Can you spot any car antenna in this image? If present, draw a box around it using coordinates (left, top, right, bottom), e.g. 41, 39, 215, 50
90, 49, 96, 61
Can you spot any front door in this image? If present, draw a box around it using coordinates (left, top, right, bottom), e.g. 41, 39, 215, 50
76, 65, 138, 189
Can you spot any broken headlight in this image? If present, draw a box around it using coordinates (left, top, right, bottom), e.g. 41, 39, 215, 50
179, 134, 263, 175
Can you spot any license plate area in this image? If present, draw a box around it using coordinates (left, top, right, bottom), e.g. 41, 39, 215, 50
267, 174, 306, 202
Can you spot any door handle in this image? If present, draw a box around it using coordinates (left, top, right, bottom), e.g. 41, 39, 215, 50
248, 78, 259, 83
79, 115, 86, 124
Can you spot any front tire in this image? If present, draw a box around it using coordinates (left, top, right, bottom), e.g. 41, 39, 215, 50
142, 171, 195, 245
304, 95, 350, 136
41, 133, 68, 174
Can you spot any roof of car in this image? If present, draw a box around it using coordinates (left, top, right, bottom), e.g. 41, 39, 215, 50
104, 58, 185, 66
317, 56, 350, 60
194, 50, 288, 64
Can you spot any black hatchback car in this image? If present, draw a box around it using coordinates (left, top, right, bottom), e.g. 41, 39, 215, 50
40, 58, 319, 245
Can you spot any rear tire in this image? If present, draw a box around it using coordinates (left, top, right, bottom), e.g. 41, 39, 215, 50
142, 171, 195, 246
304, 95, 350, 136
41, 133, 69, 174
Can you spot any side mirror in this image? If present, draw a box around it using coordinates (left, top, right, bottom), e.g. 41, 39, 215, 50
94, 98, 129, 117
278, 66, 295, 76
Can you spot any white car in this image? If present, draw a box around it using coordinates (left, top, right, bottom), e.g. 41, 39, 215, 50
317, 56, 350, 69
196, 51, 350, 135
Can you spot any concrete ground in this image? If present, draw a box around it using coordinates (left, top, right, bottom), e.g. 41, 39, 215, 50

..............................

What to do: Restate the data above exactly, keeping each word as it stands.

Response:
Can you spot any car antenna in this image? If present, draw a box around it using coordinates (left, top, right, bottom), e.g. 41, 39, 215, 50
90, 49, 96, 61
Can you spot any front door in this image? If present, draw a box around it using coordinates (left, top, right, bottom), e.g. 41, 39, 215, 50
76, 65, 138, 189
Can you spot any broken headlight in this image? If present, draw a box around it using coordinates (left, top, right, bottom), e.g. 41, 39, 215, 50
179, 134, 263, 175
Can you spot any license plate area in this image? If present, draw a box around it using coordinates (left, top, right, bottom), e.g. 41, 39, 215, 50
267, 174, 306, 202
Can you spot any door handle in this image? If present, draw a box around it using coordinates (left, top, right, bottom), e.g. 41, 39, 215, 50
248, 78, 259, 83
79, 115, 86, 124
Can you spot any front tire in this image? If present, draw a box around it using coordinates (left, top, right, bottom), e.g. 41, 39, 215, 50
142, 171, 195, 245
304, 95, 350, 136
41, 133, 68, 174
Can you spot any roof of car in this image? If present, draw a box around it using coordinates (left, top, right, bottom), e.g. 41, 39, 215, 50
104, 58, 185, 66
317, 56, 350, 60
194, 50, 288, 64
Can you spot any black hatchback car in this image? If present, draw a box around it using coordinates (left, top, right, bottom), e.g. 41, 39, 215, 50
40, 58, 319, 245
Can you spot any rear tire in this image? If present, draw a box around it using coordinates (left, top, right, bottom), e.g. 41, 39, 215, 50
142, 171, 195, 246
304, 95, 350, 136
41, 133, 69, 174
Can you spot any side mirror in this image? If present, draw a box around it using coordinates (left, top, right, bottom), e.g. 41, 39, 215, 50
94, 98, 129, 117
278, 66, 295, 76
Can you spot any white car in this image? If present, draw a box around it using coordinates (left, top, right, bottom), e.g. 41, 39, 215, 50
317, 56, 350, 69
196, 51, 350, 135
Can you spot any concrete ground in this image? If present, draw a box around it using coordinates (left, top, right, bottom), e.g. 41, 39, 215, 50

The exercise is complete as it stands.